Can you quote the Khujjuttarā profile below in full, word for word?

• _Source document_
# # # #

- Title: Foremost among laywomen of wide learning (Sanskrit: Bahuśruta) (Pali: Bahussuta)

Personal life
- Born: year unknown
- Occupation: Servant of Queen Śyāmāvatī

Religious life
- Religion: Buddhism
- School: all

Senior posting
- Teacher: The Buddha

= Khujjuttara =

Prominent lay disciple of the Buddha

Khujjuttarā was one of the Buddha's foremost (Sanskrit: agra, Pali: agga) female lay disciples (Pāli: upāsikā, sāvakā).

According to commentaries of the Pāli Canon, Khujjuttarā was a servant to one of the queens of King Udena of Kosambi named Sāmāvatī. Since the queen was unable to go listen to the Buddha, she sent Khujjuttarā who went instead and became so adept that she was able to memorize the teachings and teach the queen and her 500 ladies in waiting. From these discourses of the Buddha, Khujjuttarā, Queen Samavati and the queen's 500 ladies in waiting all obtained the fruit (Pali: phalla) of the first stage of Enlightenment ("stream-enterer," Pāli: Sotāpanna).

# # # #

• _Available data_
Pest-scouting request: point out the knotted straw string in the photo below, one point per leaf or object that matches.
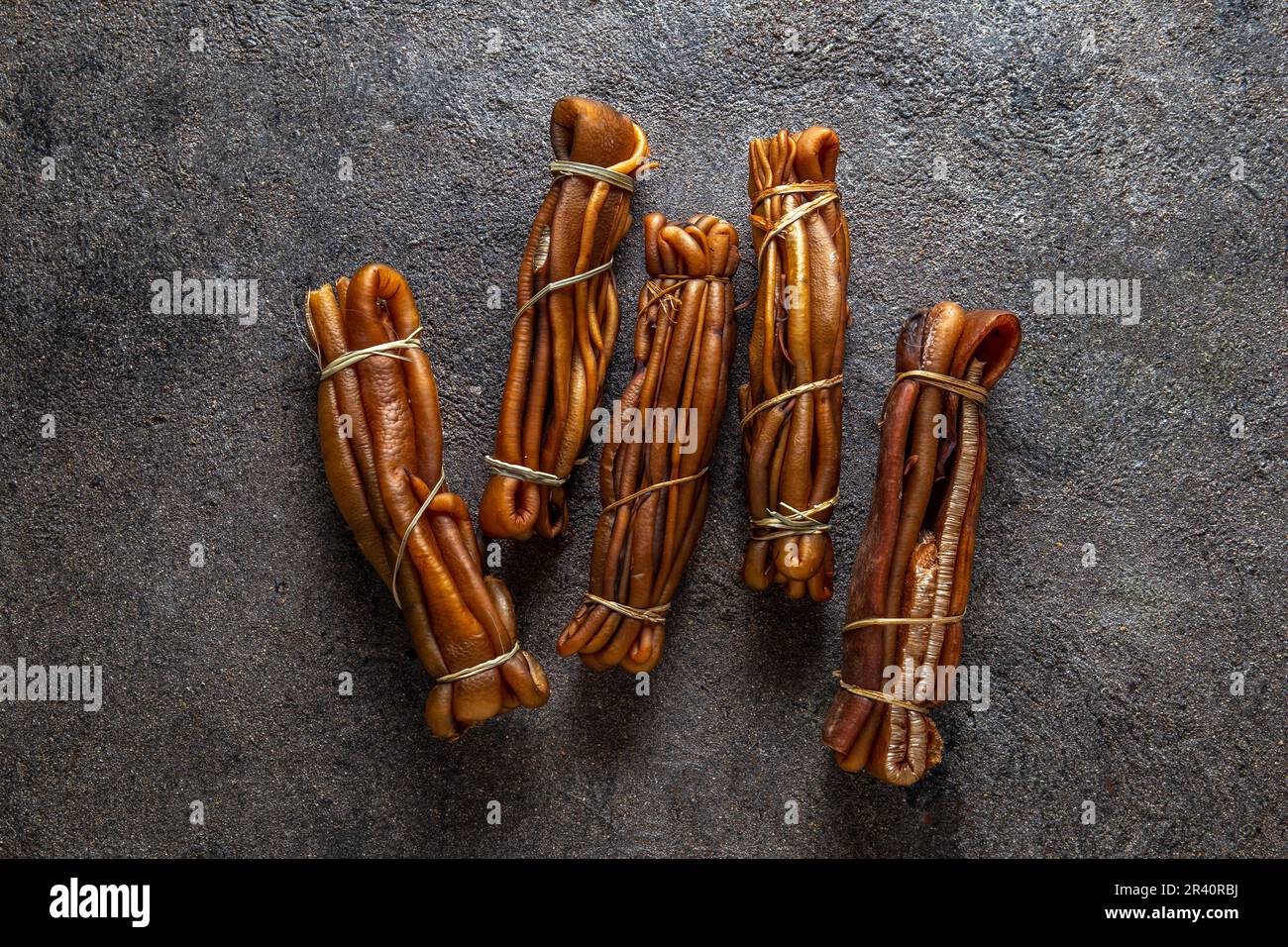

# # # #

• _Output below_
- Title: Foremost among laywomen of wide learning (Sanskrit: Bahuśruta) (Pali: Bahussuta)

Personal life
- Born: year unknown
- Occupation: Servant of Queen Śyāmāvatī

Religious life
- Religion: Buddhism
- School: all

Senior posting
- Teacher: The Buddha

= Khujjuttara =

Prominent lay disciple of the Buddha

Khujjuttarā was one of the Buddha's foremost (Sanskrit: agra, Pali: agga) female lay disciples (Pāli: upāsikā, sāvakā).

According to commentaries of the Pāli Canon, Khujjuttarā was a servant to one of the queens of King Udena of Kosambi named Sāmāvatī. Since the queen was unable to go listen to the Buddha, she sent Khujjuttarā who went instead and became so adept that she was able to memorize the teachings and teach the queen and her 500 ladies in waiting. From these discourses of the Buddha, Khujjuttarā, Queen Samavati and the queen's 500 ladies in waiting all obtained the fruit (Pali: phalla) of the first stage of Enlightenment ("stream-enterer," Pāli: Sotāpanna).